• _TASK 1_
In the account of the trip to Toro Toro, how long did the tense silence on the phone with Cynthia last?
• _TASK 2_
Continue the account of the trip to Toro Toro from the point where it stops.

• _READING PASSAGE_
We had gone through a tourist agency of sorts to arrange our plans for Toro Toro. We were to take a taxi to the bus, where some woman named Cynthia would meet us with our bus tickets. Once we got to the bus area, we looked around and saw like 30 buses, spread out over a couple of different streets. We had no idea which was ours, and it didn't help that whoever is in charge of the weather decided this would be a great time for it to be pouring rain. I called Cynthia, and she tried to tell me on the phone, in Spanish, the location of our bus.
I can't remember what she said, but the point is that I didn't understand. No matter how many times she gave me directions, no matter how simply she put it, there was no way for her to get her point across. We had reached the classic phenomenon of language barriers I call "the standstill". She had said what she needed to say. I had no idea what she said. We both sat in a tense silence for about 15 seconds, each pondering our next move.
She hung up on me.
In the end, of course, we found the bus when Alix had an epiphany about its location (not before I stepped into a big pile of Cochabambian mud trash in my open toed sandles). We made our way to Toro Toro.
The landscape of Toro Toro is stunning. Tectonic plates somehow pushed up the land into mountains creating these unique, scalloped humps.
| Landscape of Toro Toro |
The caving experience was great, and actually quite dangerous, even for me (sorry mom). If you have been to a cave in the US, you know that they are highly protected. They have rules like, "No touching the stalagmites! No flash photography! Hey, don't go beyond that rope!"

[Data items]

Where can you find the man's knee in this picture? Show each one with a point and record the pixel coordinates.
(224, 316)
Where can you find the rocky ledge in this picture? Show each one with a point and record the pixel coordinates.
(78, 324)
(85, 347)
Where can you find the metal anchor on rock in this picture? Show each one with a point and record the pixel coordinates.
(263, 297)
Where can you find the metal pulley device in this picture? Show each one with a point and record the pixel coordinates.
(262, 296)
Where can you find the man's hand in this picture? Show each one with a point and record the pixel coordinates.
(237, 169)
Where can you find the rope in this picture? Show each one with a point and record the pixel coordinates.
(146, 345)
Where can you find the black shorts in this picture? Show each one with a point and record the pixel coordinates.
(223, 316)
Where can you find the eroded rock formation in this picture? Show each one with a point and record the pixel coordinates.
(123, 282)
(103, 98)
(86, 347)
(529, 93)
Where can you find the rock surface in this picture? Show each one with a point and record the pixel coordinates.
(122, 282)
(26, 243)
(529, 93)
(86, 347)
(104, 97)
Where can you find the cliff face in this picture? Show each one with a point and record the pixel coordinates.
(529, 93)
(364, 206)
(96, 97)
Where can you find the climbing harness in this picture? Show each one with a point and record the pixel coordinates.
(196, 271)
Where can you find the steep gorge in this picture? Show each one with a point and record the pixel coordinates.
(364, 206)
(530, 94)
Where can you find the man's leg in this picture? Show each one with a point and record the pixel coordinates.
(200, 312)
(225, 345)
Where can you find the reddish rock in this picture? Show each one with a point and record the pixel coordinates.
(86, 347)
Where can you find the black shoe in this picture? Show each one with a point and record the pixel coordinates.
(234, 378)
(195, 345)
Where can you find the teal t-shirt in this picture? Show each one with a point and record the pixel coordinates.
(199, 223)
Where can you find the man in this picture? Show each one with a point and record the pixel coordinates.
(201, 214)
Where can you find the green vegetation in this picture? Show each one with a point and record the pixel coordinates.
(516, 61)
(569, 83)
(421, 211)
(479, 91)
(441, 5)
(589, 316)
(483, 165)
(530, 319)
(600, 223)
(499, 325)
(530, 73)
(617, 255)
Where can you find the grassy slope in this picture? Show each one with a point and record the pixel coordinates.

• _TASK RESPONSE 1_
About 15 seconds.

• _TASK RESPONSE 2_
Not in Bolivia. We had free range to do whatever we wanted, with no barriers, and again, the three of us and our tour guide were the only people in this enormous cave. At different points, they had set up ropes so that you could repel yourself down unclimbable and slippery rocks. That was about it. If I wanted to, I could have gone up to a stalagmite and given it a great big hug. (I didn't)
The town of Toro Toro is, like I said before, sleepy. Not a tourist town at all. I think there were 2 restaurants in the whole place, with lots of stray dogs and sheep. It was a nice departure from the craziness of Cochabamba.
| Toro Toro |
The second day of adventures took us to what our guide called, the "grand canyon of Bolivia". All the blogs and trip advice we had read before coming to Toro Toro called it a "legit canyon", and indeed it was. Our guide led us all the way down to the bottom of the canyon, where we hiked around on the boulders and eventually got to a picturesque watering hole with tropical vegetation.... a paradise. We gleefully jumped off rocks into frigid water. Our ascent out of the cave was a combo of bouldering and rock climbing, which our guide ensured us he saved only for the young and strong, and not for the faint of heart.
We left the next day with the sunrise, sad to leave the tranquil bubble of Toro Toro. It was an unforgettable trip.